INSTRUCTION:
Retype everything in the listing, leaving each line exactly as it is.
++++++++++++++++++++
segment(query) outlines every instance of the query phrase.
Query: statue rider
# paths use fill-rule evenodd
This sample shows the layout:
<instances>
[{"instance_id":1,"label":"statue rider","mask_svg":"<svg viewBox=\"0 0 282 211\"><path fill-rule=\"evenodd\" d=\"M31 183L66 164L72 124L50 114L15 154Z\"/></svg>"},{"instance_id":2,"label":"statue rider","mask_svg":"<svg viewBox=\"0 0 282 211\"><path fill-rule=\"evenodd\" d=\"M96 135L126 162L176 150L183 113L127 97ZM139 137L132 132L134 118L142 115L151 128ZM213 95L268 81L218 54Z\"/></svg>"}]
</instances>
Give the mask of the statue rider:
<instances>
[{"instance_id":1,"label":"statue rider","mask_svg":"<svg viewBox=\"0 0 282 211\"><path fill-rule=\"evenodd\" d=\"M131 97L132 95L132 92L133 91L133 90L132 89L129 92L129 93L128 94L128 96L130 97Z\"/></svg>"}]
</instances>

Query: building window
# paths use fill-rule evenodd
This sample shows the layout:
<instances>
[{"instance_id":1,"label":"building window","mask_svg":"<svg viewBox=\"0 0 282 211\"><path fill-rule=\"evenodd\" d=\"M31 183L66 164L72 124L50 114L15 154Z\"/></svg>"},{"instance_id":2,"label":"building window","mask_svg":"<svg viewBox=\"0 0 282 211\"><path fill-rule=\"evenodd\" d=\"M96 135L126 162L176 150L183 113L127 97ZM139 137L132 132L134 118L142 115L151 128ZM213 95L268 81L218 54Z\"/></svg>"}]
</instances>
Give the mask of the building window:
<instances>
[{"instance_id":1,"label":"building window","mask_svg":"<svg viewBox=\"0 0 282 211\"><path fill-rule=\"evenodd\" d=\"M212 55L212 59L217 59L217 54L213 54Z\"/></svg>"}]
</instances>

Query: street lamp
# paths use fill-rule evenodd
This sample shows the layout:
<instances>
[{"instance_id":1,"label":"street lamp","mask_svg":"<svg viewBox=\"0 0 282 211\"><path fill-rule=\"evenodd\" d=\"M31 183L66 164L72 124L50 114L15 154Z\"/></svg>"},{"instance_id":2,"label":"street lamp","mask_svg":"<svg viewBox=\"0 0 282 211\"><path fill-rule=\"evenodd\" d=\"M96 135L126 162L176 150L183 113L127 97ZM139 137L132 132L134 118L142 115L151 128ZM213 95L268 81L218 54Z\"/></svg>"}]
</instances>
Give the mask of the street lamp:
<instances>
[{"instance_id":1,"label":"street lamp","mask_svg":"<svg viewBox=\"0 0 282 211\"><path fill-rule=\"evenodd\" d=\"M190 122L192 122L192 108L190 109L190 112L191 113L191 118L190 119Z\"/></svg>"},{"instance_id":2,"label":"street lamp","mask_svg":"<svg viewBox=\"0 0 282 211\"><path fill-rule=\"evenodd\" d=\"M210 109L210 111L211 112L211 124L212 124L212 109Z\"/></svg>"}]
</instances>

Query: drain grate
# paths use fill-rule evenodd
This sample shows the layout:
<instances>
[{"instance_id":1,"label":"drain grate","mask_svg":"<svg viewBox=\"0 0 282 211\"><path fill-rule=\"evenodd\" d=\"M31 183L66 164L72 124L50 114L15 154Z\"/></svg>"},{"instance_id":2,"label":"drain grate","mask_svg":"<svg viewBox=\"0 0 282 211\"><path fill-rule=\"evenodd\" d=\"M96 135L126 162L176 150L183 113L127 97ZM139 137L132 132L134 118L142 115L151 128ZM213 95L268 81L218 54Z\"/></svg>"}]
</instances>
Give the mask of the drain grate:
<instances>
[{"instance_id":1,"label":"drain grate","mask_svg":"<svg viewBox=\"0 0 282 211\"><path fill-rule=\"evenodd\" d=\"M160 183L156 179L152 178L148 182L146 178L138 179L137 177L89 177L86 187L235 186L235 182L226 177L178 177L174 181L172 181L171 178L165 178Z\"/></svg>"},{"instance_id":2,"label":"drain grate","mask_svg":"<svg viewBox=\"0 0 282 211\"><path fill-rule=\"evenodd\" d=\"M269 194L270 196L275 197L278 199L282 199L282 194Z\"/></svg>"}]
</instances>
++++++++++++++++++++
ANSWER BELOW:
segment(query) outlines every instance of the query phrase.
Query: statue rider
# paths use fill-rule evenodd
This sample shows the layout:
<instances>
[{"instance_id":1,"label":"statue rider","mask_svg":"<svg viewBox=\"0 0 282 211\"><path fill-rule=\"evenodd\" d=\"M31 183L66 164L72 124L50 114L15 154Z\"/></svg>"},{"instance_id":2,"label":"statue rider","mask_svg":"<svg viewBox=\"0 0 282 211\"><path fill-rule=\"evenodd\" d=\"M96 135L126 162L176 150L183 113L127 97ZM139 137L132 132L134 118L142 115L151 128ZM213 95L268 81L218 54Z\"/></svg>"}]
</instances>
Give the mask of the statue rider:
<instances>
[{"instance_id":1,"label":"statue rider","mask_svg":"<svg viewBox=\"0 0 282 211\"><path fill-rule=\"evenodd\" d=\"M131 97L132 95L132 92L133 91L133 90L132 89L129 92L129 93L128 94L128 96L130 97Z\"/></svg>"}]
</instances>

Query: building window
# paths use fill-rule evenodd
This sample shows the layout:
<instances>
[{"instance_id":1,"label":"building window","mask_svg":"<svg viewBox=\"0 0 282 211\"><path fill-rule=\"evenodd\" d=\"M31 183L66 164L72 124L50 114L15 154Z\"/></svg>"},{"instance_id":2,"label":"building window","mask_svg":"<svg viewBox=\"0 0 282 211\"><path fill-rule=\"evenodd\" d=\"M96 135L126 162L176 150L183 113L127 97ZM139 137L132 132L134 118L142 115L151 128ZM213 95L268 81L218 54Z\"/></svg>"}]
</instances>
Give the mask of the building window:
<instances>
[{"instance_id":1,"label":"building window","mask_svg":"<svg viewBox=\"0 0 282 211\"><path fill-rule=\"evenodd\" d=\"M212 55L212 59L217 59L217 54L213 54Z\"/></svg>"}]
</instances>

Query: street lamp
# paths use fill-rule evenodd
This sample shows the layout:
<instances>
[{"instance_id":1,"label":"street lamp","mask_svg":"<svg viewBox=\"0 0 282 211\"><path fill-rule=\"evenodd\" d=\"M31 183L66 164L72 124L50 114L15 154Z\"/></svg>"},{"instance_id":2,"label":"street lamp","mask_svg":"<svg viewBox=\"0 0 282 211\"><path fill-rule=\"evenodd\" d=\"M96 135L126 162L176 150L183 113L127 97ZM139 137L132 132L134 118L142 115L151 128ZM213 95L268 81L218 54Z\"/></svg>"}]
</instances>
Give the mask of the street lamp:
<instances>
[{"instance_id":1,"label":"street lamp","mask_svg":"<svg viewBox=\"0 0 282 211\"><path fill-rule=\"evenodd\" d=\"M190 122L192 122L192 108L190 109L190 112L191 113L191 118L190 119Z\"/></svg>"},{"instance_id":2,"label":"street lamp","mask_svg":"<svg viewBox=\"0 0 282 211\"><path fill-rule=\"evenodd\" d=\"M210 109L210 111L211 112L211 124L212 124L212 109Z\"/></svg>"}]
</instances>

Query: drain grate
# paths use fill-rule evenodd
This sample shows the layout:
<instances>
[{"instance_id":1,"label":"drain grate","mask_svg":"<svg viewBox=\"0 0 282 211\"><path fill-rule=\"evenodd\" d=\"M31 183L66 164L72 124L50 114L15 154Z\"/></svg>"},{"instance_id":2,"label":"drain grate","mask_svg":"<svg viewBox=\"0 0 282 211\"><path fill-rule=\"evenodd\" d=\"M96 135L126 162L176 150L183 113L127 97ZM139 137L132 132L134 118L142 115L151 128ZM213 95L268 81L218 54Z\"/></svg>"}]
</instances>
Give the mask of the drain grate:
<instances>
[{"instance_id":1,"label":"drain grate","mask_svg":"<svg viewBox=\"0 0 282 211\"><path fill-rule=\"evenodd\" d=\"M160 183L156 179L152 178L148 182L146 178L138 179L137 177L89 177L86 187L235 186L235 182L226 177L178 177L174 181L172 181L171 178L165 178Z\"/></svg>"},{"instance_id":2,"label":"drain grate","mask_svg":"<svg viewBox=\"0 0 282 211\"><path fill-rule=\"evenodd\" d=\"M269 194L270 196L275 197L278 199L282 199L282 194Z\"/></svg>"}]
</instances>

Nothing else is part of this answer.